-- EXERCISE MATERIAL start --

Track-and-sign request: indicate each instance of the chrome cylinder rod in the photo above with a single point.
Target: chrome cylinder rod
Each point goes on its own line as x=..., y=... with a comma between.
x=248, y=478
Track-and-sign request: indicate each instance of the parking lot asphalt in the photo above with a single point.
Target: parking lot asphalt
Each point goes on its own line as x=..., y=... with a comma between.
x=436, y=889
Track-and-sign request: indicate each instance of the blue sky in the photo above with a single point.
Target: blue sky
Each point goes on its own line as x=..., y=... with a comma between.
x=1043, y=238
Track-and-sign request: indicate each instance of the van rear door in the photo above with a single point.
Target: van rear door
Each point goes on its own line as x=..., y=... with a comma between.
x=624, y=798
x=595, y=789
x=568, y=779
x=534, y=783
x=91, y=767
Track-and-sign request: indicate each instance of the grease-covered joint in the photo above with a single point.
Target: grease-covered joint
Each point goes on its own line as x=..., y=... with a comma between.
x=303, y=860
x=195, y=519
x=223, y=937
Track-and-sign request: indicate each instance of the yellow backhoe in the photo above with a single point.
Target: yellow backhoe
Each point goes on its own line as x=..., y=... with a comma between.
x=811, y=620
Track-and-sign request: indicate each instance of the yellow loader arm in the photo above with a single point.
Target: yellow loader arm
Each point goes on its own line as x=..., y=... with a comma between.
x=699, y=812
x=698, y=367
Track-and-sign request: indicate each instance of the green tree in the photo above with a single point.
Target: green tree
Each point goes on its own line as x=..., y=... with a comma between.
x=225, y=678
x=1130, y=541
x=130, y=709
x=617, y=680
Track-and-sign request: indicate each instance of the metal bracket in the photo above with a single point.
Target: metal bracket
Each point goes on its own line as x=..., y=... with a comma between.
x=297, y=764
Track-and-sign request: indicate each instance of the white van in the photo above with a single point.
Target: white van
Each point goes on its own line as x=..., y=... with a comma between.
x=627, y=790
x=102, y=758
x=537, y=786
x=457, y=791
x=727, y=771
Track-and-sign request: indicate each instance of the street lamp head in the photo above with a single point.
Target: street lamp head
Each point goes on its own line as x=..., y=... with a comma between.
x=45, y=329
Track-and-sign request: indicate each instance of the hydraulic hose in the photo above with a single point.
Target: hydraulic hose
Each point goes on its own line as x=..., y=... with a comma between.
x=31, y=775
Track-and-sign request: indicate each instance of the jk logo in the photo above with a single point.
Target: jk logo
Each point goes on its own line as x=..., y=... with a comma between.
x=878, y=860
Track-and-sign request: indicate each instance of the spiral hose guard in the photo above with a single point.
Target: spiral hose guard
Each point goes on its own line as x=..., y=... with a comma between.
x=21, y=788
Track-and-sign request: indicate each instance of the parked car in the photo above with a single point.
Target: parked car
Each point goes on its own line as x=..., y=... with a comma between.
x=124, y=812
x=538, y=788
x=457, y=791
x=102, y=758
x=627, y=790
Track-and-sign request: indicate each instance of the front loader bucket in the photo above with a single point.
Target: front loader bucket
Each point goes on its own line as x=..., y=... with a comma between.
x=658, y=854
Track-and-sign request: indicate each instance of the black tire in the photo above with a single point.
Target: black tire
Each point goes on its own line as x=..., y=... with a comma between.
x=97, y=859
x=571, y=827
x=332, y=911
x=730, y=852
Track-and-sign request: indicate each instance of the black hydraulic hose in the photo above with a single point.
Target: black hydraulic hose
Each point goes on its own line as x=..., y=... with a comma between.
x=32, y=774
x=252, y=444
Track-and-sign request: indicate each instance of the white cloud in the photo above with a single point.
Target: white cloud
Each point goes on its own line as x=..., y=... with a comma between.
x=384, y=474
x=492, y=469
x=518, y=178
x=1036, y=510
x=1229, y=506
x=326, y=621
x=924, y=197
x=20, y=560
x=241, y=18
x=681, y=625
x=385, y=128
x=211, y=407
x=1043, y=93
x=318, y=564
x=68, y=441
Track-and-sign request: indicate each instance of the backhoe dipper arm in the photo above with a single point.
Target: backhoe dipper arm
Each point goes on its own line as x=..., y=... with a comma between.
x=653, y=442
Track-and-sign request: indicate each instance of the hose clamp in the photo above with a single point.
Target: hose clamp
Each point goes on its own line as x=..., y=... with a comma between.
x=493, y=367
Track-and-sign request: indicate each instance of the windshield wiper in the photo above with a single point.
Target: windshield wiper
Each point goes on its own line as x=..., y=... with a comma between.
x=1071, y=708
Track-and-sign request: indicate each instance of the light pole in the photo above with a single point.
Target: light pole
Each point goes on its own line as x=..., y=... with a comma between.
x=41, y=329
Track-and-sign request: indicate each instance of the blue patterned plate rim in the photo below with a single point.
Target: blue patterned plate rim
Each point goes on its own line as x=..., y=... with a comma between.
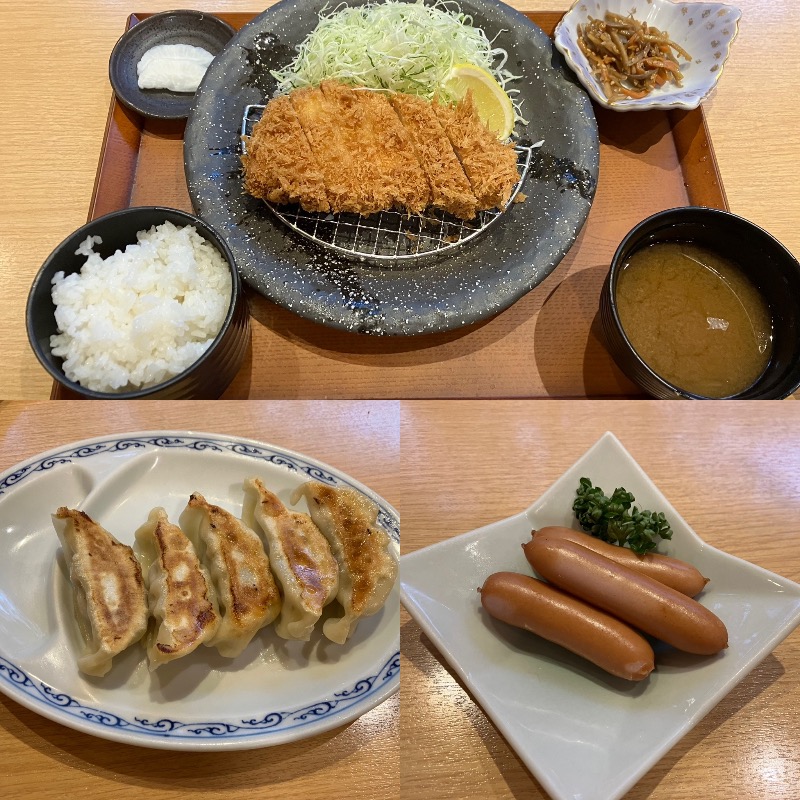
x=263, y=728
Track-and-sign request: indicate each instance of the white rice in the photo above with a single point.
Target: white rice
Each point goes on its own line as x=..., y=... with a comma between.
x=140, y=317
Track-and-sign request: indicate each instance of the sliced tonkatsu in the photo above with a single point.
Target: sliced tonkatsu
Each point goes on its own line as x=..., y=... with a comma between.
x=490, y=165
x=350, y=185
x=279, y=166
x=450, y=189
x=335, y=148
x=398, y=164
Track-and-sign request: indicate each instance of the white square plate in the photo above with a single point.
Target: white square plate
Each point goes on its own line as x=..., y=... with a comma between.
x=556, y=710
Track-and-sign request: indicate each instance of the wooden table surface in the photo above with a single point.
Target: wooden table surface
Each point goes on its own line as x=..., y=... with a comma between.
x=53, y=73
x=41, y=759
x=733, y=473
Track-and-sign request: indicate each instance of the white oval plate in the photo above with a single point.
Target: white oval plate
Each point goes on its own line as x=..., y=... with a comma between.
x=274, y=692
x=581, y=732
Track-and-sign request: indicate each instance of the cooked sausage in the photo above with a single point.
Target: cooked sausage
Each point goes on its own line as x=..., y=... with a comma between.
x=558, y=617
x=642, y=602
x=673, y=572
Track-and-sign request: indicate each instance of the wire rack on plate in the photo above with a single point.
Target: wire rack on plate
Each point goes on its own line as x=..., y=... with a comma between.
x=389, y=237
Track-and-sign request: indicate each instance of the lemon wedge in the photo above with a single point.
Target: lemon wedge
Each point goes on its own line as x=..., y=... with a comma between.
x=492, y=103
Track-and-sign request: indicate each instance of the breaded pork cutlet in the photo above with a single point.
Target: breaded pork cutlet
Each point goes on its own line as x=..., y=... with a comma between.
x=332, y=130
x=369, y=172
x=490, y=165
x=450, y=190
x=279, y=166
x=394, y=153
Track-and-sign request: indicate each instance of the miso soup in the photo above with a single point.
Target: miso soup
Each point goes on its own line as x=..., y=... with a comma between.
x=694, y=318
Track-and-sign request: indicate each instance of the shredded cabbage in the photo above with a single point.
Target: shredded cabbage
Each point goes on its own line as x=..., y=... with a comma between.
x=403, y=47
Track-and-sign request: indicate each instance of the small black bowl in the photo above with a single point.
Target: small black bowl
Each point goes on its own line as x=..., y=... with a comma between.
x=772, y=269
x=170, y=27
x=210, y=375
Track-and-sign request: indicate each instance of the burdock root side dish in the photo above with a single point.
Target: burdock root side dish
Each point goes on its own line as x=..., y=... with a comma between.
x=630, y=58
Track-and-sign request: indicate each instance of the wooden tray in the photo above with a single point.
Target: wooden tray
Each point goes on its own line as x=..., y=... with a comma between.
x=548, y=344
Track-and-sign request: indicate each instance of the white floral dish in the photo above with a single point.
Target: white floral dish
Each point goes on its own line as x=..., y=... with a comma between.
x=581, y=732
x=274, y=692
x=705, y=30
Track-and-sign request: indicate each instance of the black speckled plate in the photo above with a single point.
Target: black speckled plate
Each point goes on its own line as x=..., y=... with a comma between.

-- EXERCISE MATERIAL end --

[TO BE DONE]: Omit the pictures and output all of the other material exactly.

[THE RESULT]:
Track-and-sign request: indicate each instance of the chrome cylinder rod in the photo above with a single point.
Target: chrome cylinder rod
Each point goes on its own line as x=..., y=... with a comma between.
x=248, y=478
Track-and-sign request: indicate each instance of the parking lot asphalt in the photo above with a single point.
Target: parking lot asphalt
Each point goes on its own line as x=..., y=... with a comma between.
x=436, y=889
Track-and-sign request: indicate each instance of the blue sky in the photo above with a single point.
Target: blue sky
Each point goes on its own line as x=..., y=... with a comma between.
x=1043, y=238
Track-and-sign request: indicate each instance of the van rear door in the photo above with a single point.
Target: van rear door
Each point goes on its own line as x=..., y=... with a comma between.
x=624, y=798
x=595, y=789
x=568, y=779
x=534, y=783
x=91, y=767
Track-and-sign request: indicate each instance of the grease-covered joint in the photo above with a single point.
Target: grease-covered joint
Each point goes on its own line as x=..., y=... with a comma between.
x=303, y=860
x=195, y=519
x=223, y=937
Track-and-sign request: indicate each instance of the yellow backhoe in the photo above with a single point.
Target: yellow backhoe
Each point goes on its own line as x=..., y=... with a comma between.
x=811, y=620
Track-and-sign request: indicate each instance of the yellow loader arm in the photo above with a single point.
Target: yellow loader arm
Each point goes on its own line as x=..., y=... with a comma between.
x=699, y=812
x=698, y=367
Track-and-sign request: indicate each instance of the green tree in the photo above with a single point.
Target: green tree
Each point goes on its own line as x=..., y=... with a comma between.
x=225, y=678
x=1130, y=541
x=130, y=709
x=617, y=680
Track-and-sign request: indicate each instance of the metal bracket in the photo above with a single point.
Target: metal bracket
Each point goes on its own line as x=..., y=... with a comma between.
x=297, y=764
Track-and-sign request: indicate each instance of the white van in the photo above with a single point.
Target: white van
Each point goes on its own line as x=..., y=... with a comma between.
x=627, y=790
x=102, y=758
x=537, y=786
x=457, y=791
x=727, y=771
Track-and-sign request: indicate each instance of the street lamp head in the photo above with a single point.
Target: street lamp head
Each point goes on its own line as x=..., y=... with a comma between.
x=45, y=329
Track-and-sign request: indicate each instance of the hydraulic hose in the photo above with a single point.
Target: hydraulic hose
Each point goes on its own line as x=..., y=... with a comma between.
x=31, y=775
Track-and-sign request: indicate each instance of the jk logo in the photo above with a single point.
Target: jk logo
Each point goes on its own line as x=..., y=... with a comma between.
x=878, y=860
Track-and-sign request: indicate each instance of the spiral hose guard in the photo above with a single point.
Target: spiral hose guard
Each point goes on its own line as x=..., y=... with a comma between.
x=21, y=788
Track-and-sign request: indicate each instance of the parked car in the photo above with a single point.
Target: parked car
Each point goes on its own line as x=..., y=... with a comma between.
x=124, y=812
x=538, y=788
x=457, y=791
x=102, y=758
x=627, y=790
Track-and-sign request: indicate each instance of the front loader bucket in the photo above with a single point.
Target: front loader bucket
Each point goes on its own line as x=..., y=... with a comma between.
x=658, y=854
Track-and-sign request: indicate each instance of the black tire in the photo above with a single point.
Target: black tire
Each point goes on its own line as x=..., y=... with a comma between.
x=97, y=859
x=571, y=827
x=332, y=911
x=730, y=852
Track-and-sign request: indicate each instance of the black hydraulic hose in the photo above with a single point.
Target: black hydraulic hose
Each point goes on its own line as x=..., y=... with a comma between.
x=32, y=774
x=252, y=444
Track-and-sign request: indicate each instance of the white cloud in the photo above with a single point.
Target: white cloud
Each point goes on its own line as x=..., y=... with a comma between.
x=384, y=474
x=492, y=469
x=518, y=178
x=1036, y=510
x=1229, y=506
x=326, y=621
x=924, y=197
x=20, y=560
x=241, y=18
x=681, y=625
x=385, y=128
x=211, y=407
x=1043, y=93
x=318, y=564
x=68, y=441
Track-and-sign request: indicate each instance of the backhoe dipper arm in the photo above with a single point.
Target: backhoe dipper arm
Each point goes on its own line as x=..., y=... with a comma between.
x=653, y=442
Track-and-sign request: indicate each instance of the hose clamp in the photo above with a single point.
Target: hose clamp
Each point goes on its own line as x=..., y=... with a comma between.
x=493, y=367
Track-and-sign request: indicate each instance of the windshield wiper in the photo above with a single point.
Target: windshield wiper
Each point goes on its own line as x=..., y=... with a comma between.
x=1071, y=708
Track-and-sign request: indicate each instance of the light pole in the photo above with a single point.
Target: light pole
Each point goes on its own line as x=..., y=... with a comma between.
x=41, y=329
Track-and-sign request: indicate each instance of the blue patterned plate rim in the photo below with a single point.
Target: blue patterned plate rim
Each point goes on its own line as x=..., y=... with a comma between.
x=263, y=728
Track-and-sign request: indicate each instance of the white rice in the photo above with a single point.
Target: white rice
Each point goes on its own line as x=..., y=... with a comma between.
x=140, y=317
Track-and-sign request: indicate each instance of the sliced tonkatsu in the photo above with a single point.
Target: sliced tonkatsu
Each point goes on its own line as x=..., y=... with a comma between.
x=490, y=165
x=350, y=185
x=279, y=166
x=450, y=189
x=335, y=148
x=398, y=164
Track-and-sign request: indicate each instance of the white square plate in the photo above with a single point.
Target: white square plate
Each point goes on its own line as x=..., y=... with a comma between.
x=556, y=710
Track-and-sign request: indicate each instance of the wooden table surface in the photo above with a single point.
Target: wooden table surface
Each point goes on its own line as x=..., y=... with a comma between.
x=53, y=73
x=41, y=759
x=733, y=473
Track-and-sign request: indicate each instance of the white oval plate in the photo above with a single point.
Target: white oval plate
Each point goes on its own line as x=..., y=... with a comma between.
x=274, y=692
x=581, y=732
Track-and-sign request: indicate each instance of the cooked sausage in the photo above with a single point.
Target: cooked sausage
Each point goes on its own line as x=..., y=... with a comma between.
x=558, y=617
x=642, y=602
x=673, y=572
Track-and-sign request: indicate each instance of the wire rack on plate in the photo above with a single point.
Target: wire rack on plate
Each point goes on its own line as x=..., y=... with a comma between.
x=389, y=237
Track-and-sign request: indicate each instance of the lemon wedge in the photo above with a single point.
Target: lemon wedge
Each point goes on its own line as x=..., y=... with a comma between.
x=492, y=103
Track-and-sign request: indicate each instance of the breaded pork cutlet in the photo above with a single point.
Target: breaded pork cutlet
Each point goes on its own line as x=..., y=... with a comma between.
x=332, y=130
x=369, y=172
x=490, y=165
x=450, y=190
x=279, y=166
x=394, y=153
Track-and-sign request: indicate each instance of the miso soup in the photo above with a single point.
Target: miso soup
Each point goes on its own line as x=..., y=... with a comma between.
x=694, y=318
Track-and-sign request: indicate each instance of the shredded cabbage in the photo above with a single point.
Target: shredded cabbage
Each point goes on its own line as x=..., y=... with a comma between.
x=403, y=47
Track-and-sign request: indicate each instance of the small black bowl in the photo above with a single point.
Target: small black bowl
Each point goes on its own line as x=..., y=... with a comma between.
x=772, y=269
x=170, y=27
x=210, y=375
Track-and-sign request: indicate each instance of the burdock root side dish in the photo above with a single point.
Target: burdock root side dish
Each point goes on its own line as x=..., y=... with a comma between.
x=630, y=58
Track-and-sign request: indicate each instance of the wooden tray in the photo above with a single point.
Target: wooden tray
Each point goes on its own line as x=..., y=... with a comma between.
x=548, y=344
Track-and-sign request: indicate each instance of the white floral dish in the photo above with a single point.
Target: white floral dish
Each point goes on its own line as x=..., y=... with a comma between.
x=581, y=732
x=274, y=692
x=705, y=30
Track-and-sign request: indicate each instance of the black speckled plate in the photo above with a single point.
Target: black speckled plate
Each point goes on its own line as x=..., y=... with a comma between.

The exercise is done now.